» AVAILABLE DATA:
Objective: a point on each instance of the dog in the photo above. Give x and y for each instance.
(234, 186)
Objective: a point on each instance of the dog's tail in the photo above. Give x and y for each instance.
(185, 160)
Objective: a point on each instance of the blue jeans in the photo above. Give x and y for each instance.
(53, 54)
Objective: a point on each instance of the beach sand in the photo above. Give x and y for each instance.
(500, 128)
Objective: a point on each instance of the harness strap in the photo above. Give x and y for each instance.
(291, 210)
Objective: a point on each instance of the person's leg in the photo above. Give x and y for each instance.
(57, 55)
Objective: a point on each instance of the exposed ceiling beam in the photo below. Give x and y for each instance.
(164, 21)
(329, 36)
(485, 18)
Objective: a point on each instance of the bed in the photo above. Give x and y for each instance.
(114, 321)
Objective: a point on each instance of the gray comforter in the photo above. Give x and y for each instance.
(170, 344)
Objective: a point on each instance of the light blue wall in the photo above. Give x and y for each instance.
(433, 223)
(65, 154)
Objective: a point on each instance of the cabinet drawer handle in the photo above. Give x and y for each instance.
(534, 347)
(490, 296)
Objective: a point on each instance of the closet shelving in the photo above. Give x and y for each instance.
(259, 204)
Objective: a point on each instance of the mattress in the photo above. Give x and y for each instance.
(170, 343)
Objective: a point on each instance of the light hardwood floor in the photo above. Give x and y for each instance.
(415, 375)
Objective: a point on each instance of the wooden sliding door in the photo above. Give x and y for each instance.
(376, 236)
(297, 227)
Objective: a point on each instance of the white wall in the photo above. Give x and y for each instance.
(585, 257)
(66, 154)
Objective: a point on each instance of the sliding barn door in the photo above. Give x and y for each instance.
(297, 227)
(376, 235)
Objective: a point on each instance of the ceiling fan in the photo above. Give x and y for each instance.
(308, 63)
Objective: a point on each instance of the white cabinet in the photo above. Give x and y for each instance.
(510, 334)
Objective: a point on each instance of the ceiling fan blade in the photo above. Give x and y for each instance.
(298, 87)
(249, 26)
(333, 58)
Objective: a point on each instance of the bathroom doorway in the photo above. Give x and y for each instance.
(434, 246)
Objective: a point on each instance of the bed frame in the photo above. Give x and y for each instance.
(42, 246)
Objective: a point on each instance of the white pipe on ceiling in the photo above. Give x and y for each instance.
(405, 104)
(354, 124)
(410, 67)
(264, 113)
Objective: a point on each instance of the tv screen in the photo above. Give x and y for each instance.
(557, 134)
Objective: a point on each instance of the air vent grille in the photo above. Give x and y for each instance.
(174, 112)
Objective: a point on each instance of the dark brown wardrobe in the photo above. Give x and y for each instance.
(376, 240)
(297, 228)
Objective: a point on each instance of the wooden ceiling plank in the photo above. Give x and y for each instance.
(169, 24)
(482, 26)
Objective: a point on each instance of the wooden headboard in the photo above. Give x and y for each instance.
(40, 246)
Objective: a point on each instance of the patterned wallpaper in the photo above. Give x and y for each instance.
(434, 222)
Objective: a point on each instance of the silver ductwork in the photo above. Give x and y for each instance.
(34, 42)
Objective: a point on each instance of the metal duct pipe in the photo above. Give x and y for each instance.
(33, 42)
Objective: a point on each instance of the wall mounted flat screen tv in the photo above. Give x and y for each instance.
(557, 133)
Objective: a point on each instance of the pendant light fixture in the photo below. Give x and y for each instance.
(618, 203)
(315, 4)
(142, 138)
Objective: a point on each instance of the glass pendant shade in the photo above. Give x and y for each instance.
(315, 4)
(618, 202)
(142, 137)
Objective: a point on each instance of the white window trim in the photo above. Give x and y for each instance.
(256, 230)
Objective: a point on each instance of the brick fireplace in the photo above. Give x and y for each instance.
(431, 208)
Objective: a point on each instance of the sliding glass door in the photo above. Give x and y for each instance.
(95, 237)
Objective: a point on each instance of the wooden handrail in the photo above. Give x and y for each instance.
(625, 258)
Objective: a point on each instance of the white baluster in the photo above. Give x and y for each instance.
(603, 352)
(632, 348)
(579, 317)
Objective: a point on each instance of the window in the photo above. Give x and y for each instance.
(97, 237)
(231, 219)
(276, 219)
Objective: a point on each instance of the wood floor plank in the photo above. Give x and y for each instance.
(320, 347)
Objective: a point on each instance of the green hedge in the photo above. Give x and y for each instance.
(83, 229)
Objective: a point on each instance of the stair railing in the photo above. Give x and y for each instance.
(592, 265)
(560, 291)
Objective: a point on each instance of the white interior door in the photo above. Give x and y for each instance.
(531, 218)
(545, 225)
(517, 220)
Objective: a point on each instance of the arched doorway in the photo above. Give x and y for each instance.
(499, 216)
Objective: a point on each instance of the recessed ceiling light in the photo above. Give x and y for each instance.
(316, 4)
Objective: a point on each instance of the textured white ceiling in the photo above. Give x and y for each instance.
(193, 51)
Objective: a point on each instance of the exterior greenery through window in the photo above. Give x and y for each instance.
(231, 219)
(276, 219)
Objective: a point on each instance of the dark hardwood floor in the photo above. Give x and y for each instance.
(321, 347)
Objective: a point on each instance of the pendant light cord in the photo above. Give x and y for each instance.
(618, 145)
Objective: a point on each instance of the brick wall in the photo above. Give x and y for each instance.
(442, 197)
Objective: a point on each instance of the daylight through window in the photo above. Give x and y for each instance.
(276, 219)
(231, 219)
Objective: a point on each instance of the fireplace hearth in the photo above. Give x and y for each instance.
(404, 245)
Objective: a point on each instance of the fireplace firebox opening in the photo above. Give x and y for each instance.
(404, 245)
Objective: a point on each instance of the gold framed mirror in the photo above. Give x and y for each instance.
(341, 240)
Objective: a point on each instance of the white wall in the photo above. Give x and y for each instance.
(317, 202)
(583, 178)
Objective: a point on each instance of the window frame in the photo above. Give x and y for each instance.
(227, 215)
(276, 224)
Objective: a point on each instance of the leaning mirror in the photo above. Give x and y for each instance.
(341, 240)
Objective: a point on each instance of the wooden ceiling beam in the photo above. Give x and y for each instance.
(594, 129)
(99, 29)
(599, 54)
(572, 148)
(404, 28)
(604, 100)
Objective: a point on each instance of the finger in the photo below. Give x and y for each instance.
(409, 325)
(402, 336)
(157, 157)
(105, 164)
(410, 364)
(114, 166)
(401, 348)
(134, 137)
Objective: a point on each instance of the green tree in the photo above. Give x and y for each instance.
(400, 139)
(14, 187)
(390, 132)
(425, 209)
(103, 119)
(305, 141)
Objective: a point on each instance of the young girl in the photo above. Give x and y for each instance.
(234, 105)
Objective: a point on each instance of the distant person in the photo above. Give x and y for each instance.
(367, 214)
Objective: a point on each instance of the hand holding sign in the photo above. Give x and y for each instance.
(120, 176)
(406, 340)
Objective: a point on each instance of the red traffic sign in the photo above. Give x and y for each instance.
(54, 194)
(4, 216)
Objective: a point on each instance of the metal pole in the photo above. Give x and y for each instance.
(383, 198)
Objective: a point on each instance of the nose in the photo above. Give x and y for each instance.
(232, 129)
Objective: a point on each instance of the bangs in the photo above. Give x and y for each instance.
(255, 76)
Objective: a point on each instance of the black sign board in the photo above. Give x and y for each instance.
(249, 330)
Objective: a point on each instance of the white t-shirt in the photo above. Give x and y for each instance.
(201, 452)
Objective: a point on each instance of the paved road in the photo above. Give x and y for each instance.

» BRIEF:
Take the line holding "Objective: a point on each instance of the white t-shirt" and the lines after it through the end of the entries. Retype them exactly and add nothing.

» TASK ANSWER:
Objective: a point on each instance of the white t-shirt in the photo above. Give x and y for each instance.
(201, 452)
Objective: a point on each instance of the paved road in the photo above. Give x and y for each instance.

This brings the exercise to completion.